> ZU ERLEDIGEN
Erklären Sie in ein bis drei Sätzen, weshalb es laut dem Artikel zum Nahost-Konflikt an der Entscheidung der israelischen Regierung, das Atomprogramm des Irans anzugreifen, derzeit kaum Kritik gibt.

> ANGEZEIGTER TEXT
Nahost-Konflikt
Hat Israel einen Exit-Plan?
In der Eskalation sind bis zum Montagmittag 24 Menschen in Israel durch iranische Angriffe gestorben. Dennoch befürworten viele Israelis den Militärschlag gegen den Iran.

© Ariel Schalit/AP/dpa
Ein Mann holt in der israelischen Hafenstadt Habseligkeiten aus einer Wohnung, die nach dem Einschlag einer iranischen Rakete beschädigt wurde.
Von Mareike Enghusen
Am Montagmorgen erwachten die Menschen in Israel erneut zu bedrückenden Nachrichten – sofern sie in der Nacht zwischen den iranischen Raketensalven Iran überhaupt Schlaf gefunden hatten. Mindestens acht Menschen hatten feindliche Geschosse in der Nacht aus dem Leben gerissen, die meisten davon in Tel Aviv und umliegenden Städten. Knapp hundert weitere wurden verletzt, darunter ein nur vier Tage altes Baby in Petach Tikva, einer Stadt bei Tel Aviv. Insgesamt waren seit Beginn der Eskalation am Freitag bis Montagmittag 24 Menschen in Israel umgekommen. In mehreren Städten im Zentrum des Landes lassen sich die Spuren der Zerstörung besichtigen: In Bat Yam etwa, einer Küstenstadt südlich Tel Avivs, schlug in der Nacht auf Sonntag eine Rakete in einen Wohnturm ein, tötete mehrere Menschen sofort und begrub weitere unter den Trümmern. So heftig war offenbar der Einschlag, dass er noch Gebäude Dutzende Meter entfernt beschädigt hat: Fenster hängen schief in ihren Rahmen, Schutt und Glassplitter bedecken den Bürgersteig. „Der Bunker hat mir das Leben gerettet“, berichtet ein Mann, der einige Blöcke entfernt lebt. „Aber der Einschlag hat mich zu Boden gerissen.“
Urananreicherungsanlage liegt tief unter der Erde
Dennoch gibt es an der Entscheidung der israelischen Regierung, das Atomprogramm des Irans anzugreifen, derzeit kaum Kritik. Zum einen gelten die nuklearen Ambitionen Teherans in Israel über alle Parteilinien hinweg seit Langem als fundamentale Bedrohung für den Jüdischen Staat. Zum anderen sorgen die operativen Erfolge der israelischen Armee für breite Euphorie. 16 Stunden lang habe Israels Luftwaffe den iranischen Luftraum beherrscht: Mit dieser Schlagzeile machte am Morgen nach dem ersten Angriff Ynet auf, das größte israelische Nachrichtenportal.

Datensätze beschrifteter Boxen
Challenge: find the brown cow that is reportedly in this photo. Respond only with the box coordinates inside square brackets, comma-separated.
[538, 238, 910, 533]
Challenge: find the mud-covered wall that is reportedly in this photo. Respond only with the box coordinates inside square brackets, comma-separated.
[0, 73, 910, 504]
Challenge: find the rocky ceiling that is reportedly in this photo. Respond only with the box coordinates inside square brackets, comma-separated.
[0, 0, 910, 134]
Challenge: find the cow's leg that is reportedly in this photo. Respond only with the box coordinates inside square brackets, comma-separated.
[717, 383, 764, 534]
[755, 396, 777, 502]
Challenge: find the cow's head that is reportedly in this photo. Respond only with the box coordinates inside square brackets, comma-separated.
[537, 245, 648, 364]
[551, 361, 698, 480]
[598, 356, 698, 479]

> RICHTIGE ANTWORT
Die nuklearen Ambitionen Teherans gelten in Israel über alle Parteilinien hinweg seit Langem als fundamentale Bedrohung für den Jüdischen Staat. Zudem sorgen die operativen Erfolge der israelischen Armee für breite Euphorie.